Records from a data source

###

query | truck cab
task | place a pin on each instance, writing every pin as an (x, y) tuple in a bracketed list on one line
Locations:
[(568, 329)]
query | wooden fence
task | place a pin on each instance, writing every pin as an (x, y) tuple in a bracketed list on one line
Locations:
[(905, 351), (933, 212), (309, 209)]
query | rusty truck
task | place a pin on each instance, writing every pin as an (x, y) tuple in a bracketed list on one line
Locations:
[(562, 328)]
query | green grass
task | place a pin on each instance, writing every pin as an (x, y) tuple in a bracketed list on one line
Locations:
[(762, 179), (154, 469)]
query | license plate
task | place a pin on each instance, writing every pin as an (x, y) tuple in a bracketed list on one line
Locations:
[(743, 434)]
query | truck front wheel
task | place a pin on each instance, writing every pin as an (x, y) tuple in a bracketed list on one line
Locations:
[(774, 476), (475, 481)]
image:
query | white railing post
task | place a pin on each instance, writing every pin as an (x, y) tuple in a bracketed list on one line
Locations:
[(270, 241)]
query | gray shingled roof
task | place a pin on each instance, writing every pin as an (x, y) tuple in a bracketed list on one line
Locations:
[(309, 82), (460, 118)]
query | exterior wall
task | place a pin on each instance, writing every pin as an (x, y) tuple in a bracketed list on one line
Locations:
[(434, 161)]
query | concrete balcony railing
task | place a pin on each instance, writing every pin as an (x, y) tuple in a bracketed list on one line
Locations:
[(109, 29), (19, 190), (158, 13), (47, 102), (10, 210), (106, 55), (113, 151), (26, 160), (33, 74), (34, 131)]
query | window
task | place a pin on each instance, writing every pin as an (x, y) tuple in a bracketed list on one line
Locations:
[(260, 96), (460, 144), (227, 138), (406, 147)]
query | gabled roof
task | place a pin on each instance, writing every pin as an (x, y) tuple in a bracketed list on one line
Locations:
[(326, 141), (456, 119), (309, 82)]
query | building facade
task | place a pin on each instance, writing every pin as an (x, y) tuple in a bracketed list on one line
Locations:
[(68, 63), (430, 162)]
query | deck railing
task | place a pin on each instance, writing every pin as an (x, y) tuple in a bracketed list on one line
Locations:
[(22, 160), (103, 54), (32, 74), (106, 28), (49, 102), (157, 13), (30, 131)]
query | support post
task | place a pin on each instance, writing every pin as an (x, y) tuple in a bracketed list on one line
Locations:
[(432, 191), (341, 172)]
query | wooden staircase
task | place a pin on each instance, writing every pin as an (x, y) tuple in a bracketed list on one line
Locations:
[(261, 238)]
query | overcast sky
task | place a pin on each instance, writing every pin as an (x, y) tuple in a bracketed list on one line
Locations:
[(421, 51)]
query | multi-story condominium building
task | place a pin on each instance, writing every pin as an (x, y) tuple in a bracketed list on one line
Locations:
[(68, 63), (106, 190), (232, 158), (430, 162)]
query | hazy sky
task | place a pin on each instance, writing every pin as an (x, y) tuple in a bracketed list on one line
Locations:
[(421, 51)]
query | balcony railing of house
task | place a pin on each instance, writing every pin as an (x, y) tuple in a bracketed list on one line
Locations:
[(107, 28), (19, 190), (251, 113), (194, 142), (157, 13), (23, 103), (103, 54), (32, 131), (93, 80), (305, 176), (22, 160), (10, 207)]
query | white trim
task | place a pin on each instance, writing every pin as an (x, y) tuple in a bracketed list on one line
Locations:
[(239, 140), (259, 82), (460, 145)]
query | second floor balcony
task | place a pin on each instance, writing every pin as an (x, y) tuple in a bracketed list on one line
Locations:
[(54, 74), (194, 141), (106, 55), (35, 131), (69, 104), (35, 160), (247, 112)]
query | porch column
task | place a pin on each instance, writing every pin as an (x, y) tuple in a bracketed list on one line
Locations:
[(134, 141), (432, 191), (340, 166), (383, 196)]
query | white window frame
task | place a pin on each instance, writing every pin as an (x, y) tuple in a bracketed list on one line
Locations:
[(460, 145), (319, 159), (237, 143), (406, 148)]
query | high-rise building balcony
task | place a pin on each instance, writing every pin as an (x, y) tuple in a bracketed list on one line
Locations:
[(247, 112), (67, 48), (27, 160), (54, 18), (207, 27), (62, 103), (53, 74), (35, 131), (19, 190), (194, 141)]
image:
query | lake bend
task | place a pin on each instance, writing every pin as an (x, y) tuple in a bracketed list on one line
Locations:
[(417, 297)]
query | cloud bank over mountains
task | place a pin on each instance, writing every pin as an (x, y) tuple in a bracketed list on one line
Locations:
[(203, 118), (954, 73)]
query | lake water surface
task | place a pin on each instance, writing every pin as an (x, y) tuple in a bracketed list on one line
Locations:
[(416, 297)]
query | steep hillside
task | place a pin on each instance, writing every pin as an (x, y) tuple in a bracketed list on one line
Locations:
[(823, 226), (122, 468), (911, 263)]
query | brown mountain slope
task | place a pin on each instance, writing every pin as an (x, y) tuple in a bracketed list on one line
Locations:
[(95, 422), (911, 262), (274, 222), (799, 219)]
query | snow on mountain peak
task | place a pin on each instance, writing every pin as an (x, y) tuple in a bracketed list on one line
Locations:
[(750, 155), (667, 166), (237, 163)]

###

● **What you should do**
Write all the records out again. Nothing may differ from the original.

● **Exercise solution**
query | truck cab
task | place a pin on each instance, writing every pin as an (x, y) tuple in a bracketed list on one line
Locations:
[(568, 329)]
query | wooden fence
task | place a pin on each instance, writing every pin as an (x, y) tuple in a bracketed list on one line
Locations:
[(905, 351), (933, 212), (309, 209)]
query | rusty truck
task | place a pin on each instance, writing every pin as an (x, y) tuple in a bracketed list on one line
Locations:
[(562, 328)]
query | green grass
task | place a pin on each instance, writing every pin as an (x, y) tuple in a bracketed list on one line
Locations:
[(762, 179), (154, 469)]
query | license plate
task | place a pin on each instance, writing every pin as an (x, y) tuple in a bracketed list on one line
Locations:
[(743, 434)]
query | truck front wheel
task | place a pin on each instance, writing every pin as an (x, y) tuple in a bracketed list on one line
Locations:
[(774, 476), (475, 481)]
image:
query | white railing post
task | place a pin on each instance, writing every pin as an (x, y) tuple in a bracketed list on one line
Locations:
[(270, 241)]
query | gray shingled roof
task | place a pin on each instance, writing every pin as an (x, y) tuple in a bracketed list on one line
Locations:
[(309, 82), (460, 118)]
query | exterior wall
task | place a pin on each instance, writing every pin as an (x, y) tuple in a bracketed list on one line
Locations:
[(434, 161)]
query | concrete balcony railing
task | place a pin on each instance, writing every pin as an (x, y) tuple in a bracketed list on one line
Locations:
[(109, 29), (19, 190), (158, 13), (47, 102), (10, 210), (106, 55), (113, 151), (26, 160), (33, 74), (34, 131)]
query | window
task | place a pin on each instance, writing every pin as an (x, y) tuple in a bracketed list on one line
Locations:
[(260, 96), (460, 144), (227, 138), (406, 147)]
query | gabled roof
task | place a pin on each instance, writing every pin as an (x, y) tuple in a bracketed list on one line
Locations:
[(326, 141), (456, 119), (309, 82)]
query | building facade
task | place a pin on each instance, writing every pin as an (x, y) tuple in a bracketed list on one line
Locations:
[(68, 63), (430, 162)]
query | deck railing
task | place a pin on each instance, writing every pin as an (x, y) tuple in a bracketed list on one line
Locations:
[(22, 160), (103, 54), (32, 74), (106, 28), (49, 102), (157, 13), (30, 131)]
query | support post
task | place a pin on each instance, writing every pin as an (x, y) tuple in a bracketed list on one line
Locations:
[(432, 191), (341, 172)]
query | wooden staircase
task | place a pin on each instance, writing every pin as an (x, y) tuple in a bracketed list on one line
Locations:
[(261, 238)]
query | overcast sky
task | place a pin on each instance, writing every pin as an (x, y) tuple in a bracketed list on one line
Locations:
[(421, 51)]
query | multi-story condominium building
task | place a pin on each instance, writing every pin as an (x, y) tuple in a bracketed list on one line
Locations:
[(68, 63), (106, 190), (232, 158), (430, 162)]
query | hazy sky
task | place a pin on each instance, writing every pin as an (x, y) tuple in a bracketed list on one line
Locations:
[(421, 51)]
query | balcony railing of house
task | place a pin on each instance, writing every pin as an (x, y) tuple in a bracketed list on one line
Locations:
[(107, 28), (19, 190), (251, 113), (194, 142), (157, 13), (23, 103), (103, 54), (32, 131), (93, 80), (305, 176), (22, 160), (10, 207)]
query | white trim
task | place a pin on each instance, writing every pin as an (x, y) tuple in a bracketed list on one line
Locations:
[(239, 140), (259, 82), (460, 145)]
query | second floor balcony
task | place a pin on each instance, writing every pin as an (x, y) tuple in a bracketed list on one line
Locations:
[(54, 74), (194, 141), (106, 55), (35, 131), (69, 104), (35, 160), (247, 112)]
query | porch column
task | place a pin on each instance, writing every pin as an (x, y) tuple in a bracketed list on one line
Locations:
[(134, 141), (432, 191), (340, 166), (383, 196)]
query | white window frame
task | place a pin on each instance, writing every pin as an (x, y) tuple in a bracketed list on one line
Locations:
[(460, 145), (319, 159), (237, 143), (406, 148)]
query | high-rise building balcony
task | place a pin on each instance, writing every pin as an (x, y) tuple in a bracketed list on one line
Locations:
[(247, 112), (67, 48), (27, 160), (54, 18), (207, 27), (62, 103), (53, 74), (35, 131), (19, 190), (194, 141)]
image:
query | lake bend
task | place a pin on each instance, writing every pin as an (x, y) tuple in a bracketed list on one line
Locations:
[(417, 297)]
query | cloud bank over mountains
task | place a pin on each instance, writing every pin as an (x, y) tuple in a bracketed list on one line
Locations:
[(203, 118), (954, 73)]
query | lake water surface
task | place a pin on each instance, writing every pin as an (x, y) tuple in a bracketed list on one line
Locations:
[(416, 297)]
query | steep hillside
task | place a pin on each instance, writing every pin as an (x, y) tuple in a bracketed list on one line
Locations:
[(823, 226), (122, 468), (911, 263)]
query | brown mountain slope
task | place a pin on each instance, writing every pin as an (x, y) tuple in a bracketed list on one line
Locations:
[(95, 422), (911, 262), (274, 222), (799, 219)]
query | snow on mountain peak
task | place a pin on each instance, writing every pin as an (x, y) tuple in a bracketed list on one line
Locations:
[(750, 155), (667, 166), (237, 163)]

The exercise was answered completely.